TEXT BLOCK:
☆ ☆ ☆ ☆

Beautiful Bath is unsurprisingly one of the most visited cities in the UK, with its swathes of gorgeous honey-hued Georgian buildings, plethora of parks, chi chi shopping, quirky atmosphere and, of course, the incredible Roman thermal baths and temple, the best preserved of their kind in Northern Europe.
It's also one of the most fitting places in Britain for a spa visit, as that is exactly what folk have been doing for thousands of years. There's evidence humans have been using the waters since 8,000 BC, before Prince Bladud founded Bath around the wells in 800BC, followed by the Romans deciding in 43AD that Bath was the place to go to take in the restorative hot spring waters - deemed to have mystical, healing powers.
For weary Londoners in need of some TLC, it's a no-brainer, with trains taking a scant 90 minutes to spirit cynical city souls through some stunning countryside to the heart of this splendid ancient city for some sumptuous R&R. And The Royal Crescent Hotel and Spa is the perfect location. It's at the centre of one of the most stunning Georgian streets in the country. Hotel perfection is similarly reflected once you've stepped into the historic interior.
The décor is chic country casual, all Farrow & Ball shades and subtle luxury in a vast listed property, with a huge idyllic central courtyard garden. Toiletries are the royal household-approved Floris, and they are lush. Bedding is as impressively sumptuous as you would hope. Nespresso machines are standard, but there's no kettle or tea bags and it would be nice to have the choice. Anything other than the latest coffee pod requires a call to room service. A bit annoying. However, we must tip our tricorn hat at the front desk staff. They couldn't have been more helpful and gave us some great tips to make the most of the city - service is second to none.
Housed in another part of this impressive Georgian complex of buildings, the spa is gorgeous. It's all tastefully decorated with trendy feature wallpaper, bamboo, pebbles and slate, and cushions we wanted to kidnap. But the swimming pool, sauna, steam room and plunge pool area in particular is astounding beautiful, with an airily high ceiling and arched windows looking out onto the immaculate country cottage-styled gardens. It's a serene space that cajoled us into visiting each day of our stay. A very special treat indeed.
There's also a bijou gym stacked with state-of-the-art machines, including a Power Plate, steppers, treadmills, crosstrainers and weight stations which also looks out onto the garden. The changing rooms feature everything you need, including the latest Espa shampoo, conditioner, body wash and lotion. Treatment rooms are equally luxurious, comfortable and accommodating.

☆ ☆ ☆ ☆

ACTIONS TO TAKE:
a) In the review of The Royal Crescent Hotel and Spa in Bath, how long does the train journey from London take?
b) Write the next part of the review of The Royal Crescent Hotel and Spa in Bath, picking up after its description of the treatment rooms.

DATASET:
☆ ☆ ☆ ☆

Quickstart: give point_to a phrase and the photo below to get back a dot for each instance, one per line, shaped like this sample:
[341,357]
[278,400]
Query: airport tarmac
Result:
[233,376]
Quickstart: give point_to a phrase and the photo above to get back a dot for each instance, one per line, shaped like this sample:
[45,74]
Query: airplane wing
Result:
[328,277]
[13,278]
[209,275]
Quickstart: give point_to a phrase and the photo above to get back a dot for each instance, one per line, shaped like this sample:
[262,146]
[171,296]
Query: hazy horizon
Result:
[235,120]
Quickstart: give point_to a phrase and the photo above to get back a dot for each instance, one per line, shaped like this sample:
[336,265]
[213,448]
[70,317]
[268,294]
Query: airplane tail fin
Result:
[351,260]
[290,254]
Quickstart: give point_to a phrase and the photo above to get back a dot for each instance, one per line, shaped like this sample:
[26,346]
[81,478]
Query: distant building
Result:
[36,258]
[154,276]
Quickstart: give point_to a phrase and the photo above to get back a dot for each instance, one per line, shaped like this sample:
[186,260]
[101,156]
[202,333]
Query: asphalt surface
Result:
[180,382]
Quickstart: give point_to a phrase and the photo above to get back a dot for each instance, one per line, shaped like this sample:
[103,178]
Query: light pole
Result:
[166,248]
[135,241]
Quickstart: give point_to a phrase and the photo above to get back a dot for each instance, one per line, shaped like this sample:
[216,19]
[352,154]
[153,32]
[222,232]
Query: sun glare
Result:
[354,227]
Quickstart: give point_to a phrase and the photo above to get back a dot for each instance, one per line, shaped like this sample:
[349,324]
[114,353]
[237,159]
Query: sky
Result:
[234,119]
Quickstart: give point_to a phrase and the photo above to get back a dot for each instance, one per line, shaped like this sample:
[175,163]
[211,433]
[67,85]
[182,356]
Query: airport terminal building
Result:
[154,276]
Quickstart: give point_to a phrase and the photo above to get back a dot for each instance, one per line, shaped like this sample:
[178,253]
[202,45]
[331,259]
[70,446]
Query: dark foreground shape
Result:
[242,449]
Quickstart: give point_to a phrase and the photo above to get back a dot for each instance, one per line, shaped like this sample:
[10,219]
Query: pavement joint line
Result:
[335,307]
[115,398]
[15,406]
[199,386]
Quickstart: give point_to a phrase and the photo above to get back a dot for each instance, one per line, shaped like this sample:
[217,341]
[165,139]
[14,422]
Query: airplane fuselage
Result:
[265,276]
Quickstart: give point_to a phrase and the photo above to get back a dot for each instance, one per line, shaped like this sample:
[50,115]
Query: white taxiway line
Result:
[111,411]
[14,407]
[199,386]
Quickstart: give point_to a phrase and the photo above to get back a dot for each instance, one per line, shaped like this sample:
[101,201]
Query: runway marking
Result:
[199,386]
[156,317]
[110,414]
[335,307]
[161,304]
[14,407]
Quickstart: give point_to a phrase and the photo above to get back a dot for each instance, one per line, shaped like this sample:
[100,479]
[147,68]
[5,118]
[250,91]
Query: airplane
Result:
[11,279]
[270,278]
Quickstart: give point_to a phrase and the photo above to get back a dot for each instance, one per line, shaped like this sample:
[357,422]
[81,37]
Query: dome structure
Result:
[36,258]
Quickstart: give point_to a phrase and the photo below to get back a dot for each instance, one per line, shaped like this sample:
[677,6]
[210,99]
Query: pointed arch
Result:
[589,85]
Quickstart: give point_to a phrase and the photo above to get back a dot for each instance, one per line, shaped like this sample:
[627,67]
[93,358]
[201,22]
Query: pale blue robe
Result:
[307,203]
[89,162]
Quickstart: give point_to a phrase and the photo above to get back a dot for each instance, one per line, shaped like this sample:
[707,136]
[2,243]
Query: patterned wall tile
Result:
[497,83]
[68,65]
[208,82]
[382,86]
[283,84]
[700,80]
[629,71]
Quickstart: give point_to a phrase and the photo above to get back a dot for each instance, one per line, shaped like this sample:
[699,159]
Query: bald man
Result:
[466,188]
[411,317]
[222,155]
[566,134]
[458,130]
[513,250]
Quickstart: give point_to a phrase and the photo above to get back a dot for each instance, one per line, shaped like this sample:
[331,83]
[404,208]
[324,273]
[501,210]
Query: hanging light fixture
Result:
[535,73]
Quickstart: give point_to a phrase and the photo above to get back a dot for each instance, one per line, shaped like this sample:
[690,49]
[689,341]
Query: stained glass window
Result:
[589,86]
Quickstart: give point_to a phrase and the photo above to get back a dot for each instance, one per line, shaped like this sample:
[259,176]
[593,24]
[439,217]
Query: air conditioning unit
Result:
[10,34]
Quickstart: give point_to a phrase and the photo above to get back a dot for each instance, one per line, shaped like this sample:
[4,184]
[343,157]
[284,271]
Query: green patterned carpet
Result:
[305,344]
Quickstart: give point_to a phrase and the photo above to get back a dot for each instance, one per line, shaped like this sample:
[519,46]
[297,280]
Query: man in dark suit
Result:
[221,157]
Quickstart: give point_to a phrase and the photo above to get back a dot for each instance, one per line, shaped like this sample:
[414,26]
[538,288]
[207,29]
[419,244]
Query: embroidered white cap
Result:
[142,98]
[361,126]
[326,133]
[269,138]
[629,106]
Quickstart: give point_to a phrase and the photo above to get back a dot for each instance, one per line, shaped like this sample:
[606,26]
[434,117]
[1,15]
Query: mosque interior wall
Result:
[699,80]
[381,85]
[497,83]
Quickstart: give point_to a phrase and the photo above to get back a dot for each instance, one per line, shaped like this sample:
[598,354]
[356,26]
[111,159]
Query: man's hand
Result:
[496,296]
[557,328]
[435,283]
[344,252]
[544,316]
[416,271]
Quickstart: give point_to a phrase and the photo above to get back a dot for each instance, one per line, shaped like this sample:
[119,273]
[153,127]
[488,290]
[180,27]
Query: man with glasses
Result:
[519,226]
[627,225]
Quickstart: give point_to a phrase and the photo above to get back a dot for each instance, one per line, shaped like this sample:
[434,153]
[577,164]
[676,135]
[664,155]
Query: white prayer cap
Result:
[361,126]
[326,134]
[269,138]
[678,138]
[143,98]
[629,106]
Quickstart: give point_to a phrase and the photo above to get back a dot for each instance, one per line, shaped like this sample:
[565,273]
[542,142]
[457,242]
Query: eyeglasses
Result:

☆ ☆ ☆ ☆

ANSWER SET:
a) The trains take a scant 90 minutes.

b)
The signature Royal Crescent Signature or 'Hero' treatment aims to deliver triple results for the back, face and scalp. Considering this was my first weekend away without my children since they were born (a good five years) I was expecting perfection. It wasn't far off. My therapist Deborah already knew my medical (and stress) history and plumped for the relaxation oil (all products in the spa are the wonderful Espa). After a foot massage, a cactus bristle body scrub (nicer than it sounds) and a deceptively mild massage, Debs soon piled in for some major muscle flattening with the aid of blissful hot stones. The facial side of it included a hydrating cleansing milk to start, bio active eye cleanser, then a skin polish, hydrating toner and a brightening skin serum, with a little tweak of mandarin lip balm. A skin radiance mask was then left on my skin to make all the difference while Debs did the most amazing head massage. It was not only a triple-threat relaxation bomb, but my skin looked incredible after, and remained so for days.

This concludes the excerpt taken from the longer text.